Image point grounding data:

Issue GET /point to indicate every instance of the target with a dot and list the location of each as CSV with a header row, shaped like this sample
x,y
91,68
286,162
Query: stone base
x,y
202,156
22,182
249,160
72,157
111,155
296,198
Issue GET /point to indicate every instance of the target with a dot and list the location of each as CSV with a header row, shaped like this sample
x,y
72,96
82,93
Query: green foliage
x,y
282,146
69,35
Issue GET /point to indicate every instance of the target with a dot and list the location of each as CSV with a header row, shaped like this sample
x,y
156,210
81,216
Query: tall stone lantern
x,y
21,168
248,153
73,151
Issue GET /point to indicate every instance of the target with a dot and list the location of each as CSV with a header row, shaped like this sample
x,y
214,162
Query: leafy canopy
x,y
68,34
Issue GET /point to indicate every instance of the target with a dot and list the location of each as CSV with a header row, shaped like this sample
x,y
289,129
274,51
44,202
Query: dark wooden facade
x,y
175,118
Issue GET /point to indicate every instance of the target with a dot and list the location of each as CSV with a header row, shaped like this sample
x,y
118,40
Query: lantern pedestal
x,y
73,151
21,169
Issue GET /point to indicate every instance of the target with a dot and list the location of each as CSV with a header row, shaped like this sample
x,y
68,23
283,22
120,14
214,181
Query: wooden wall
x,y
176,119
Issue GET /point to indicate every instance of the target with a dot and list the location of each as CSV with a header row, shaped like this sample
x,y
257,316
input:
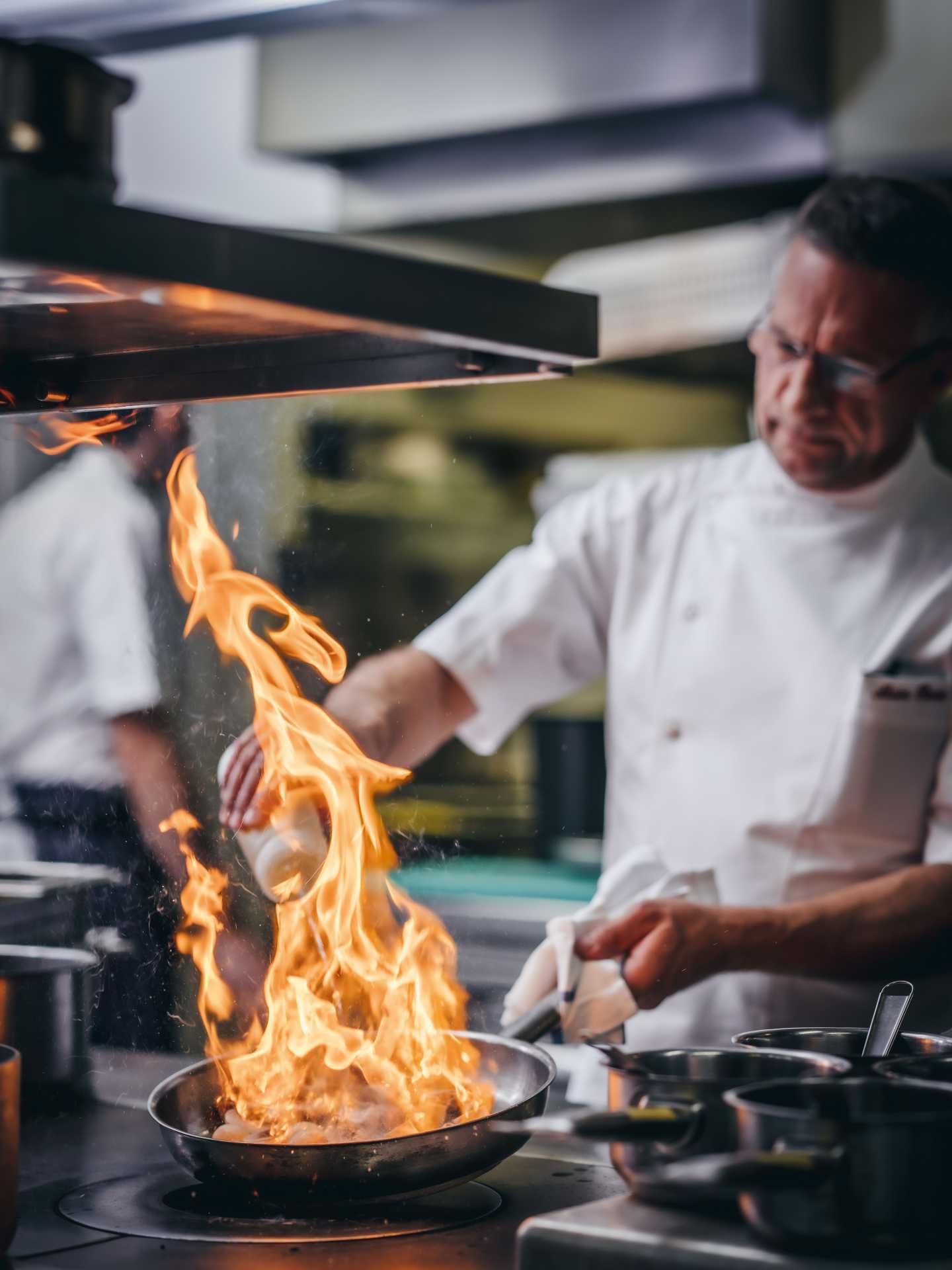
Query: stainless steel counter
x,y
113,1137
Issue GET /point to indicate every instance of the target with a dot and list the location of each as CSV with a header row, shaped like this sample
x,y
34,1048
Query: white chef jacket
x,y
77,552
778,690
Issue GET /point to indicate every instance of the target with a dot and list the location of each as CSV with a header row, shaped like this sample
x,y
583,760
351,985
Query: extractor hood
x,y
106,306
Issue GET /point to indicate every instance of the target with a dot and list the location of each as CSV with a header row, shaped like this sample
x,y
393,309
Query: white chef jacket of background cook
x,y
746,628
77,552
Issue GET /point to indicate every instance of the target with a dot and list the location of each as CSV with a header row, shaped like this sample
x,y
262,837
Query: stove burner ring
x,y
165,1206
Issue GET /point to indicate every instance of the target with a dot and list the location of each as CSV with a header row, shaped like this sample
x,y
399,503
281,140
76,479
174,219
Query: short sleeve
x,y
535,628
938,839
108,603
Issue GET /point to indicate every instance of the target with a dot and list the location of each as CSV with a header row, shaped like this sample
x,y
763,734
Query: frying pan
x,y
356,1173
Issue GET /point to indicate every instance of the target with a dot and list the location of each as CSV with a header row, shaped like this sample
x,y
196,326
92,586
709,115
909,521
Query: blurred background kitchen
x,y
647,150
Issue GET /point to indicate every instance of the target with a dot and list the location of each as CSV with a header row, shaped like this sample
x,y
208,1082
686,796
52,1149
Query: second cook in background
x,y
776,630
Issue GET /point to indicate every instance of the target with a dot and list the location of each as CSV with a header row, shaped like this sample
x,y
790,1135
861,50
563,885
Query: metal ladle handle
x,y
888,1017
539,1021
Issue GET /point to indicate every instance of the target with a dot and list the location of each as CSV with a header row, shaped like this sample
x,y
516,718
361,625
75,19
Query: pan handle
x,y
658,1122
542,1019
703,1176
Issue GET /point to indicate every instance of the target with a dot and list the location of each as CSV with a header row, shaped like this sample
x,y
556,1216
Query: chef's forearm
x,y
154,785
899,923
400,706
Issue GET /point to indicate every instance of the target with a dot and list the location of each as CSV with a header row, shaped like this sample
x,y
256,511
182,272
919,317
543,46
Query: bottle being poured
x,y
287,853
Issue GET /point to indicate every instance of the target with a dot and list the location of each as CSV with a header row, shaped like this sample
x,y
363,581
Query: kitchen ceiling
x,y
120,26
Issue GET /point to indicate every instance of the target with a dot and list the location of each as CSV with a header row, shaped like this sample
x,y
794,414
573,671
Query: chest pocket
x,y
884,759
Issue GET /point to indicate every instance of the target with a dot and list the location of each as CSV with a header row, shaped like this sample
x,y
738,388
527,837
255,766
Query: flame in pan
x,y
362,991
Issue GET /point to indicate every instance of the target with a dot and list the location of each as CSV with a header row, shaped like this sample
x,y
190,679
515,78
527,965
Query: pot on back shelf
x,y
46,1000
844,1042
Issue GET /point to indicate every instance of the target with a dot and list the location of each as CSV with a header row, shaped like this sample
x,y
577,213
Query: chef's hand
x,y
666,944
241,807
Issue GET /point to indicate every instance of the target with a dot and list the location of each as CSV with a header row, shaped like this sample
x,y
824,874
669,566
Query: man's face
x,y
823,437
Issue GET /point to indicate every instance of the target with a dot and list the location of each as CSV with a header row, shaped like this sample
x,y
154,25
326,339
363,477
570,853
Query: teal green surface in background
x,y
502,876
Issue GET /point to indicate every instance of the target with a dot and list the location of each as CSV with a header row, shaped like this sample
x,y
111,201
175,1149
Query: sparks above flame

*Assignment:* The copy must reproduce every entry exactly while excluding all pictures.

*Result:*
Issue GET /point to indicate every instance of the target with a dot and list the location of each as CSV with a header row, shaped like this sample
x,y
91,68
286,162
Query: stone base
x,y
202,156
22,182
249,160
72,157
111,155
296,198
Issue GET /point to indicate every instance of the target with a dot and list the location of each as CSV with a header row, shaped like this sample
x,y
72,96
82,93
Query: green foliage
x,y
282,146
69,35
Issue GET /point to indicate every instance of the target with a dot and list the location of each as CSV with a header row, shaped like this sample
x,y
156,210
81,216
Query: tall stone lantern
x,y
21,168
248,153
73,151
Issue GET /point to indicate every instance of the target with a dot and list the location of each as CSV with a header row, shaped like this sample
x,y
214,162
Query: leafy canopy
x,y
68,34
Issue GET /point to indicate every instance of the target with a dot and list the location of each as CSV with a header row, shaped like this sample
x,y
289,129
274,51
44,202
Query: dark wooden facade
x,y
175,118
Issue GET /point to indicate every instance of the target with a dot and list the location of each as CSV with a header row, shaped like this sample
x,y
118,40
Query: lantern pedestal
x,y
73,151
21,169
Issue GET /point to indicate every instance of the target with a dot and list the location of each as CSV with a header row, shaped like this sample
x,y
68,23
283,22
120,14
214,181
Query: wooden wall
x,y
176,119
Issue GET /point to indicate every instance of the target with a dot and list the location of each as CSV with a header row, shaped like this sample
x,y
257,316
input:
Query: stainless steel counter
x,y
113,1137
Issue GET /point to indicate every instance of the target with a dot and list the location of each as CSV with a header row, shaped like this sample
x,y
34,1048
Query: white chef jacket
x,y
77,552
778,690
Issue GET /point to indicate every instance of the target with a dot and list the location of each as CSV with a header row, shaped like this sample
x,y
583,760
351,985
Query: extractor hood
x,y
106,306
Issue GET /point to indicate every instance of the target with a dot and list the location of each as CSV with a header row, shaped like this sample
x,y
393,309
Query: white chef jacket of background cook
x,y
746,628
77,552
Issue GET /point to indicate every instance of the target with a dot and list the location of each as CSV with a header row, shaped like this sample
x,y
262,837
Query: stove burner ring
x,y
165,1206
Issue GET /point to indicate every instance of the target with a dot and list the location of each as CSV with a header row, shaped like this sample
x,y
399,503
281,140
76,479
174,219
Query: short sleeve
x,y
535,628
938,839
108,603
Issue GET /point to indicate every instance of the target with a dot and list the location of each as CSV with a header row, shaped like this sample
x,y
763,734
Query: frying pan
x,y
356,1173
Issue GET /point to indicate every instance of the target with a dot and list the location of each as CSV with a header row, shaped like this sample
x,y
196,326
92,586
709,115
909,521
Query: blurred background kitchen
x,y
647,150
Issue GET /point to indicate every instance of the target with a dot and list the location of each as CSV with a header row, shaped like this sample
x,y
208,1082
686,796
52,1149
Query: second cook in background
x,y
776,630
Issue GET /point to indicate every instance of the target with a dot and list the location of each as CSV with a header row, shaped like this sample
x,y
790,1135
861,50
563,885
Query: metal ladle handle
x,y
888,1017
539,1021
Issue GET /point to indicate every instance of the target with a dot and list the location of each as CSV with a header row, shaped like this sample
x,y
516,718
361,625
75,19
Query: pan handle
x,y
658,1122
542,1019
703,1176
Issue GET /point to indicate every instance of the target with a dot and list the location of each as CSV with a header row, shaped like this sample
x,y
556,1216
Query: chef's forearm
x,y
154,785
899,923
400,706
Issue GET /point to indicate every instance of the target with a dot and list the location of each as CSV with a header row, shaped like this sample
x,y
256,511
182,272
919,317
543,46
Query: bottle being poured
x,y
287,853
Issue GET /point to indicate every instance of the target with a dot and list the location of each as CSV with a header row, shaped like this sample
x,y
363,581
Query: kitchen ceiling
x,y
120,26
Issue GET /point to indicate every instance of the target with a dot and list the location of each as CSV with a header row, shaped like this sample
x,y
794,414
573,671
Query: chest pocket
x,y
884,759
Issue GET /point to indicate every instance of the target with a dot and list the location of each as CSV with a header row, shaped like this sample
x,y
738,388
527,837
255,766
Query: flame in pan
x,y
362,991
Issue GET /point to indicate every instance of the target with a dot and list the location of each as CSV with a header row, shaped like this sample
x,y
190,679
515,78
527,965
Query: pot on back shelf
x,y
46,1000
844,1042
Issue GET /point to indicate every instance of the target with a dot and list the location of each as CSV with a header row, shaped like this sample
x,y
577,213
Query: chef's hand
x,y
666,944
241,807
Issue GET /point to indicate every instance of the target with a dot and list the location of each as CSV with a header row, shaped like this sample
x,y
824,874
669,566
Query: man's face
x,y
823,437
Issue GET /point to indicate every instance of the target with a dot and list the location of each as CSV with a header row, shaped like this sample
x,y
154,25
326,339
363,477
570,853
Query: teal green surface in background
x,y
502,876
Issue GET /point to indicate every instance of the target with a dot and list the location of each as CSV with a header row, shaped like this sample
x,y
111,201
175,1149
Query: sparks above flame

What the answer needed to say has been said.